■ **SHORT PROBLEM**
Report how many lines of the material below contain the string "chair". Reply with the number alone.

■ **WORKING DATA**
(begin)

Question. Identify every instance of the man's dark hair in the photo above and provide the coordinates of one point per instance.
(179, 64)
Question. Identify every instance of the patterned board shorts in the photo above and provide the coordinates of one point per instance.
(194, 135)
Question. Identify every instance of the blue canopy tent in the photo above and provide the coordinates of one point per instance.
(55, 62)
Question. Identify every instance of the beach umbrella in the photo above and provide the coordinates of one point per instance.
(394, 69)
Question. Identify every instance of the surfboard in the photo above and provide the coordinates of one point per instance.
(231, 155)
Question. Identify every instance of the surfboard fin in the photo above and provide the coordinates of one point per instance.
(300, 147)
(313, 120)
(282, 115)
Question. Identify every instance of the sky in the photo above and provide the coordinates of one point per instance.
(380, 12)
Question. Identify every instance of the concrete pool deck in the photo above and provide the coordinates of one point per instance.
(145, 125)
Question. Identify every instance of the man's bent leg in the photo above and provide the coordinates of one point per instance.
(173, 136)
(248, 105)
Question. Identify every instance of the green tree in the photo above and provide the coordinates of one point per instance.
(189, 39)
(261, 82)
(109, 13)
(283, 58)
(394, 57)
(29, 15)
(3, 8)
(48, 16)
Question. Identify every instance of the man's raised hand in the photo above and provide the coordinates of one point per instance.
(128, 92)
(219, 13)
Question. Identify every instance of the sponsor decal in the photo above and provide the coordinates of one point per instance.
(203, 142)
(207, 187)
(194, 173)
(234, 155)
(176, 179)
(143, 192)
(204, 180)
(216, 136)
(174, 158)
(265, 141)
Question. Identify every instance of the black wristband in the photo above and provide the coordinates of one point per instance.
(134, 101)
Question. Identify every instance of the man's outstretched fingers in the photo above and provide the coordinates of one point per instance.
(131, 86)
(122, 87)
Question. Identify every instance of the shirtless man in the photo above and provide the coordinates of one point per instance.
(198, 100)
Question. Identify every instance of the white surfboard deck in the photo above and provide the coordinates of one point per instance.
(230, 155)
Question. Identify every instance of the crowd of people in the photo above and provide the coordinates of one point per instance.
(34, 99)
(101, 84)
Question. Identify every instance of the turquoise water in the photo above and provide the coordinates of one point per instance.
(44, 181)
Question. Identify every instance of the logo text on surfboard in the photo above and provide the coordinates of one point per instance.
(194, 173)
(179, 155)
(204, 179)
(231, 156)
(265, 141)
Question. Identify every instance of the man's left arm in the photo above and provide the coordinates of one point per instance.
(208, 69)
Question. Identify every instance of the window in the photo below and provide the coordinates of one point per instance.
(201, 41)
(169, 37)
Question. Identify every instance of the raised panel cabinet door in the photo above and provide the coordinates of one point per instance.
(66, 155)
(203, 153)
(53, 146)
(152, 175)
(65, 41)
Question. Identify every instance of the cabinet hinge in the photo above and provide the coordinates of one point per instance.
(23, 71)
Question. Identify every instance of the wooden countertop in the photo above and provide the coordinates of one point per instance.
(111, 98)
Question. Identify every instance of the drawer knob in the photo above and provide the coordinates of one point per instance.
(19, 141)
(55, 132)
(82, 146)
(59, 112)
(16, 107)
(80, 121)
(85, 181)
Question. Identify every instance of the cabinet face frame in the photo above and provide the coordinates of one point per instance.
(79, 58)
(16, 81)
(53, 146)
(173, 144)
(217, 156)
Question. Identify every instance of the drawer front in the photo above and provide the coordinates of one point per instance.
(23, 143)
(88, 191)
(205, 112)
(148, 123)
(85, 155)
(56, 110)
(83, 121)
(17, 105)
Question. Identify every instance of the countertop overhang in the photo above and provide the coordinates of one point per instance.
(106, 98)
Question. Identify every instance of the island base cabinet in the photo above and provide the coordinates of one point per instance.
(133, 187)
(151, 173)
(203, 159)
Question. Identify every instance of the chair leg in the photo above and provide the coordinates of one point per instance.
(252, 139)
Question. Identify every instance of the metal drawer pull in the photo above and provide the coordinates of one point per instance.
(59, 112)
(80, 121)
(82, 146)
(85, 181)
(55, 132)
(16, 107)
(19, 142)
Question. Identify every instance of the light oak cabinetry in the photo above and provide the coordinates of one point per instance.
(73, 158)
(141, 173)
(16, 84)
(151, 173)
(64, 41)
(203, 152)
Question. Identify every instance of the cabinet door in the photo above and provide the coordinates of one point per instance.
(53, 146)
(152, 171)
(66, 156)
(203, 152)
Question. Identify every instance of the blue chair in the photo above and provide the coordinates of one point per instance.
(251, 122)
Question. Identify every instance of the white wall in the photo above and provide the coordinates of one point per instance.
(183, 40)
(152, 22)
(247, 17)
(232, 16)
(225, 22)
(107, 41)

(end)
(begin)

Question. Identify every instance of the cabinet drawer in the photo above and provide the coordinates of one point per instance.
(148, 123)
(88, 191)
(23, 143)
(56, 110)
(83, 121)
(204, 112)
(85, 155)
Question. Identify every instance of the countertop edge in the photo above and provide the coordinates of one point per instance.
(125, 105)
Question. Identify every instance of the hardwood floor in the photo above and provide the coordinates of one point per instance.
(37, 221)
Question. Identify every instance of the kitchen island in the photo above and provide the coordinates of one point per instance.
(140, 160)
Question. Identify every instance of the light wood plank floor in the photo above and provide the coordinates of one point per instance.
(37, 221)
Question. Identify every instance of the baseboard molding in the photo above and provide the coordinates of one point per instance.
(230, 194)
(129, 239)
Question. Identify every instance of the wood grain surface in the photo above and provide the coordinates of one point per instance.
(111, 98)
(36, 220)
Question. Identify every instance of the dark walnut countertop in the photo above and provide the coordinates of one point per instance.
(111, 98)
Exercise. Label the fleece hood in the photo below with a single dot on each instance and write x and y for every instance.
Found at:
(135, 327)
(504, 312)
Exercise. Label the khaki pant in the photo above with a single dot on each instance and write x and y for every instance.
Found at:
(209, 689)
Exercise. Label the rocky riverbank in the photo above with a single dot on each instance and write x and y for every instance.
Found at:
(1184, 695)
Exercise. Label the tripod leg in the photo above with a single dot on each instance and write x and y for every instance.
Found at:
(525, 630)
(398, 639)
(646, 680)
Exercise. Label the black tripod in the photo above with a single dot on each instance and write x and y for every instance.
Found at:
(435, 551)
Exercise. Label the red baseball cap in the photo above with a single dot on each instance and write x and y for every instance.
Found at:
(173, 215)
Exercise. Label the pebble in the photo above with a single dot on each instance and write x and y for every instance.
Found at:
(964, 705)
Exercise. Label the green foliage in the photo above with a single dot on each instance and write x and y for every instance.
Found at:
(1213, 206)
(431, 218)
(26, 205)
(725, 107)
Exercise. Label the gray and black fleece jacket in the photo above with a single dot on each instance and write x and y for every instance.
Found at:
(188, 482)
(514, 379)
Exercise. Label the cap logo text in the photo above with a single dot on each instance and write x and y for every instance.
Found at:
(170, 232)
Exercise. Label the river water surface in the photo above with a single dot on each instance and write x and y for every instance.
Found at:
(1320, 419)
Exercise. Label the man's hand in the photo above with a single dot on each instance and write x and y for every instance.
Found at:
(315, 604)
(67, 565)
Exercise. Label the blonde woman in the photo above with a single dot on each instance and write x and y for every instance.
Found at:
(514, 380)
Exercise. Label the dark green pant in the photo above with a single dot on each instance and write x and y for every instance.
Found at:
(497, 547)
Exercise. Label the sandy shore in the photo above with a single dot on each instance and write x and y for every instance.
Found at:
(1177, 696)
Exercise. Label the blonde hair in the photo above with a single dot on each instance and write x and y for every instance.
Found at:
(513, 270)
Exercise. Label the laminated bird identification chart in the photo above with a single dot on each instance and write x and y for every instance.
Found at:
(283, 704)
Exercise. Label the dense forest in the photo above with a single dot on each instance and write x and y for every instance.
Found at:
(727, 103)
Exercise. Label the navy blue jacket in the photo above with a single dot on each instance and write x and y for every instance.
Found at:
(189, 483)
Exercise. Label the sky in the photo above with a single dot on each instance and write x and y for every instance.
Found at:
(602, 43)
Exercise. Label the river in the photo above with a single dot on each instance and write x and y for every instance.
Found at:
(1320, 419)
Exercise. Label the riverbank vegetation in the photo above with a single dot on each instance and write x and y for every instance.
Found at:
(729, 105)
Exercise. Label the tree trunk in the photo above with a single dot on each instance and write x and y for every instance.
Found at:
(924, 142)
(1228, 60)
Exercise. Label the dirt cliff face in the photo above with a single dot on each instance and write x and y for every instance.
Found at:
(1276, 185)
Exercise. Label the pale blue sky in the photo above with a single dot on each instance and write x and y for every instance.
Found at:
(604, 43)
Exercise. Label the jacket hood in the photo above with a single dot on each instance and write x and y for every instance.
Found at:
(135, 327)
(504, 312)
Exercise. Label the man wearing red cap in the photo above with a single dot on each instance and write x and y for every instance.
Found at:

(end)

■ **RESULT FOR THIS TASK**
2